_What is asked_
Display each line of the listing below that contains the word "heel".
=== Given records ===
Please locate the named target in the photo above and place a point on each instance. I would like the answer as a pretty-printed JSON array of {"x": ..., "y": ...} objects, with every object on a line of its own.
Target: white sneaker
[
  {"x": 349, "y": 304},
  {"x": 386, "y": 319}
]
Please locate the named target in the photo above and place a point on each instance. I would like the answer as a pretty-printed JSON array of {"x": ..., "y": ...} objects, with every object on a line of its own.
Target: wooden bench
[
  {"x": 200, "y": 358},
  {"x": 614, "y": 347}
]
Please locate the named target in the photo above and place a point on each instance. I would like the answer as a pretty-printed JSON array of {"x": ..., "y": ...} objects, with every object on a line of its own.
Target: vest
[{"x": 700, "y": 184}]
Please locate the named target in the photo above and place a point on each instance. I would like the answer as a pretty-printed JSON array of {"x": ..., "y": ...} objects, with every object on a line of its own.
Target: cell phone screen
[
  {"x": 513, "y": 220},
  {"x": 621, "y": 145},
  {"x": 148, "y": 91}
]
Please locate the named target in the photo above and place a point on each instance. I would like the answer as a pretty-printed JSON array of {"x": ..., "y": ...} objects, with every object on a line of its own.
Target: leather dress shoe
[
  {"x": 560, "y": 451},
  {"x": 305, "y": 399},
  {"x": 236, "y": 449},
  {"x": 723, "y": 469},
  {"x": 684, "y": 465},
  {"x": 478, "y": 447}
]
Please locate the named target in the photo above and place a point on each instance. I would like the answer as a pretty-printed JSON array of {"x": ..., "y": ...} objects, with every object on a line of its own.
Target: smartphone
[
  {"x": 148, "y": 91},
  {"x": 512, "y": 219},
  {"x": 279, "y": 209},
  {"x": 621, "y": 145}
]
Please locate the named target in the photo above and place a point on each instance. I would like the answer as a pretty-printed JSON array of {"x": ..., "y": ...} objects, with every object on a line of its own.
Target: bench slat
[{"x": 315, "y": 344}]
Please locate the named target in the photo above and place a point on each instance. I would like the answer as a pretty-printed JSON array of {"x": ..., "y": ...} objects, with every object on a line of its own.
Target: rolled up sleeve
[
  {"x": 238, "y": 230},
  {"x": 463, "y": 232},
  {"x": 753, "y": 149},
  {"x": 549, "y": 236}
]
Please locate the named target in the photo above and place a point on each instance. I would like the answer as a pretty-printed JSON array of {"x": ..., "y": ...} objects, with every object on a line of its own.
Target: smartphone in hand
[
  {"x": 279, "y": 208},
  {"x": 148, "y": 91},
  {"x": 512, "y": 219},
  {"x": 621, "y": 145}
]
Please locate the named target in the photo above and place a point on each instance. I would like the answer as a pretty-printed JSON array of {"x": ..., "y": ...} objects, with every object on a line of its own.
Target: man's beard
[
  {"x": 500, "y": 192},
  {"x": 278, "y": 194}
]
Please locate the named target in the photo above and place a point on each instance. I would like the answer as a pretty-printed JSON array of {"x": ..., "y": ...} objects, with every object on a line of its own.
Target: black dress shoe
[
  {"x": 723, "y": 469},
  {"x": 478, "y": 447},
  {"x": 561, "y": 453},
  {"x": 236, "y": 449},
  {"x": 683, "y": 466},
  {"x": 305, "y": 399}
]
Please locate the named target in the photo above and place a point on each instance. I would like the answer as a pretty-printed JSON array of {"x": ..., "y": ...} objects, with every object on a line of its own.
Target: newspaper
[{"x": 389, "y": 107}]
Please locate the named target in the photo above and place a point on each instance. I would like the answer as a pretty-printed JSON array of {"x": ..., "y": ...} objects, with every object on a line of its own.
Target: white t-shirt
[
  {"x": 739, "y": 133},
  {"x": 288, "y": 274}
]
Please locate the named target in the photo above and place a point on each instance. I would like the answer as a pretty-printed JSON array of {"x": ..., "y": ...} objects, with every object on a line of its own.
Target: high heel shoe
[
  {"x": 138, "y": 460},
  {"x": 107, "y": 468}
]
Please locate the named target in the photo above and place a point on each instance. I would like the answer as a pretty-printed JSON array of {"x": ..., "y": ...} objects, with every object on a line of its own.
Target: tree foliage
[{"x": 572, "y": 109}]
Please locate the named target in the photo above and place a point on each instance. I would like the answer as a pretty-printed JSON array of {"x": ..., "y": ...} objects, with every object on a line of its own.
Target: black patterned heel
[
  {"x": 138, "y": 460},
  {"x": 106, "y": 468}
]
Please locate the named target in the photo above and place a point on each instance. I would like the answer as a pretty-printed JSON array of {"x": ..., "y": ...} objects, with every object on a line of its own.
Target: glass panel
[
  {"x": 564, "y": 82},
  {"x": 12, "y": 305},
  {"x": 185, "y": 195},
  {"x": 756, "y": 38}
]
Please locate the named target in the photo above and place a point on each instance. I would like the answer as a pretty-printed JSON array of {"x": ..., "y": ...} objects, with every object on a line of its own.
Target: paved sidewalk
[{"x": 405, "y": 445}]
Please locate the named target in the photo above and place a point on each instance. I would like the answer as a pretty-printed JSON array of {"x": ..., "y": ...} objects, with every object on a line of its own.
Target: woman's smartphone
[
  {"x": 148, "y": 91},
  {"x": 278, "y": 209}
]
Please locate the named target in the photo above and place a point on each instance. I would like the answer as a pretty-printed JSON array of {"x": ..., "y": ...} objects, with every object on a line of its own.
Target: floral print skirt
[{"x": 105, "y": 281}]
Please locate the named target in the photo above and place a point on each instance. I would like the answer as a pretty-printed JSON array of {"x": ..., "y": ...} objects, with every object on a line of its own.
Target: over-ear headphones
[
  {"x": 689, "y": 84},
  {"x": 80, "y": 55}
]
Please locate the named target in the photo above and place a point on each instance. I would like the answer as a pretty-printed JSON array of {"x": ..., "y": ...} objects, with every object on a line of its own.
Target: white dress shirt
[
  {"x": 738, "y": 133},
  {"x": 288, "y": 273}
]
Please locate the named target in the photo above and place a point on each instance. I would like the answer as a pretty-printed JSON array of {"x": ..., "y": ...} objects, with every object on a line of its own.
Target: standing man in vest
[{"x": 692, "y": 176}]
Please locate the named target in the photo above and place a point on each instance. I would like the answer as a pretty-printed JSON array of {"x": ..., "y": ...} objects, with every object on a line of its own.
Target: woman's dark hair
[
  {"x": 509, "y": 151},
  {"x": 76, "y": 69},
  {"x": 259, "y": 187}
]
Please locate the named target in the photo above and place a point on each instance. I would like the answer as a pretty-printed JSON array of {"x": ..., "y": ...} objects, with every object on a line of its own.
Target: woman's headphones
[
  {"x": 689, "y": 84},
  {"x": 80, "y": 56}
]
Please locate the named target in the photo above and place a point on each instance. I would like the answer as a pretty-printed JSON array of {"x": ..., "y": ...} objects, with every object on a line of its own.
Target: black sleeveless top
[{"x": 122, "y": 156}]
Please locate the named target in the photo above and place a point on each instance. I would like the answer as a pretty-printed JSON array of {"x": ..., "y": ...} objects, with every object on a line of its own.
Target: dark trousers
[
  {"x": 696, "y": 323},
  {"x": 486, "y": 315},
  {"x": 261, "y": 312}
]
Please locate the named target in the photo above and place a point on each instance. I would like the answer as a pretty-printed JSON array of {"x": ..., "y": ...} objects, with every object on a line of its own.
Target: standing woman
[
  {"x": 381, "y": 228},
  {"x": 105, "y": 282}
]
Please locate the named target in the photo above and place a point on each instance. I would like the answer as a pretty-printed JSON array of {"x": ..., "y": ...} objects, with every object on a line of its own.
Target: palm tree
===
_Worked answer_
Target: high heel shoe
Target: black patterned heel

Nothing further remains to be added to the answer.